CONSEGNA OPERATIVA:
Rispondi alle seguenti domande basandoti sul testo su Sanremo.
(a) A quale evento, secondo il testo, Sanremo ha tolto la prima linea mediatica?
(b) Da quale passerella a quale sono passati i media per qualche giorno?
(c) Di quale città è lo storico personaggio Stopàj?

TESTO FORNITO:
——
Tutti i matti hanno la loro virtù: è un proverbio a prova di Sanremo. Sì, perché il grande circo equestre della canzone (meglio sarebbe dire dello spettacolo leggero come una piuma) questa volta ha avuto un effetto paradossalmente benefico: ci ha costretto alla folle distrazione, ha portato cioè in prima linea mediatica questo evento pseudo-culturale togliendola alla pandemia. Ci voleva Sanremo per capire che la tortura informativa non informa ma deforma? Spesso occorre un male maggiore per sconfiggerne uno minore.
Per qualche giorno i media sono stati costretti (?) a virare, passando dall’ossessionante passerella di virologi a quella leggiadra dei vip dello spettacolo: il fatto la dice lunga sulla serietà delle passerelle a cui siamo costretti. Tutto sommato erano molto meglio, da ogni punto di vista, quelle che avevano come protagoniste le spogliarelliste delle riviste porno di un tempo.
Dopo la sbornia sanremese come ci risveglieremo? Ricordo con piacere una barzelletta di uno storico personaggio di Parma, Stopàj: questi, piuttosto alticcio, sale in autobus e, tonificato dall’alcool, trova il coraggio di dire impietosamente la verità in faccia ad un’altezzosa signora: «Mo sale che lè l’è brutta bombén!». La donna, colta in flagrante, sposta acidamente il discorso e risponde di getto: «E lu l’è imbariägh!». Uno a uno, si direbbe. Ma Stopaj va oltre, non si impressiona e ribatte: «Sì, mo a mi dmán la me pasäda!». Noi, smaltita l’ubriacatura del momento, ci risveglieremo e saremo uguali a prima, ma non potremo consolarci con le brutture altrui e dovremo fare i conti con le nostre: destinati, per sopravvivere, all’ubriacatura continua.
——
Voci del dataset
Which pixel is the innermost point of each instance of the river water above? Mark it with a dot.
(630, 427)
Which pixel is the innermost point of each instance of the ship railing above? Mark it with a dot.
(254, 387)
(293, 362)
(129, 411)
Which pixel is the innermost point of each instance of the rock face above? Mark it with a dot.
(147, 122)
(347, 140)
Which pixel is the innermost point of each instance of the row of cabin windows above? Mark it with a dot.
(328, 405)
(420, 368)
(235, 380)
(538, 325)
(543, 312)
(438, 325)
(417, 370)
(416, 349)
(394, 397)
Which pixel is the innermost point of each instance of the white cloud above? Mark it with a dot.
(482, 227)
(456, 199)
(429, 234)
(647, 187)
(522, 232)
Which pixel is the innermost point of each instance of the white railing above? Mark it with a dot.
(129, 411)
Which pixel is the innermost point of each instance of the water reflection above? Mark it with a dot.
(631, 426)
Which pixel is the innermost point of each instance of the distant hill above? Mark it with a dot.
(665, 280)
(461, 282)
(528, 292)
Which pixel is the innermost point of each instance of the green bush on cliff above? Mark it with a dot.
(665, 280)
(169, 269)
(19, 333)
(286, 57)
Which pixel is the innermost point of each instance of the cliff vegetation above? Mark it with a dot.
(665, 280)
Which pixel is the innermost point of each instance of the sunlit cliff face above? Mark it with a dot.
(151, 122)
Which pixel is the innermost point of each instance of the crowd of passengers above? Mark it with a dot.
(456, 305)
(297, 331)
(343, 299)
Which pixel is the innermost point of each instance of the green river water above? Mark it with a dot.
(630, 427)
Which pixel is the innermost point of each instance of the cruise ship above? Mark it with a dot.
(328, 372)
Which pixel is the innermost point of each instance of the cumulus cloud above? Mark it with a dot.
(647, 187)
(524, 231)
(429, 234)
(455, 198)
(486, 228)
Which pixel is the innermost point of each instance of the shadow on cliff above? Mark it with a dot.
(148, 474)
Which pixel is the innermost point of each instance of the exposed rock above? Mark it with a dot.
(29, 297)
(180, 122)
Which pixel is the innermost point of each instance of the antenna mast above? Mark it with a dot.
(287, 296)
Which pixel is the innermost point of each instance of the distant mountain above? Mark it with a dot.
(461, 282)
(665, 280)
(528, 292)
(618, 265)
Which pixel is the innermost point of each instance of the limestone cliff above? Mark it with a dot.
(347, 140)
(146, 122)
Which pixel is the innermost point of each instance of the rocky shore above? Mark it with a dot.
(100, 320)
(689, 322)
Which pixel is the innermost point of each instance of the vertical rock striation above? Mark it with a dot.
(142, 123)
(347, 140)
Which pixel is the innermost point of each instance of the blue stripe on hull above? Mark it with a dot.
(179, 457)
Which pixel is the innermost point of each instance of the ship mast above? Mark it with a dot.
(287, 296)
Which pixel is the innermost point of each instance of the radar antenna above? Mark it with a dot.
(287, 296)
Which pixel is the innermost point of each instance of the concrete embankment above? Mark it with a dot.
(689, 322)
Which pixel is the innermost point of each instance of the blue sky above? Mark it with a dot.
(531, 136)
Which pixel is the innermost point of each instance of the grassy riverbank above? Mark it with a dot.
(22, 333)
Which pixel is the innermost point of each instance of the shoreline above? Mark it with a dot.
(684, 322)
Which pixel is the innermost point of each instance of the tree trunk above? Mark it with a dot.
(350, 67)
——
AREA RISPOSTA:
(a) Alla pandemia.
(b) Dall'ossessionante passerella di virologi a quella leggiadra dei vip dello spettacolo.
(c) Di Parma.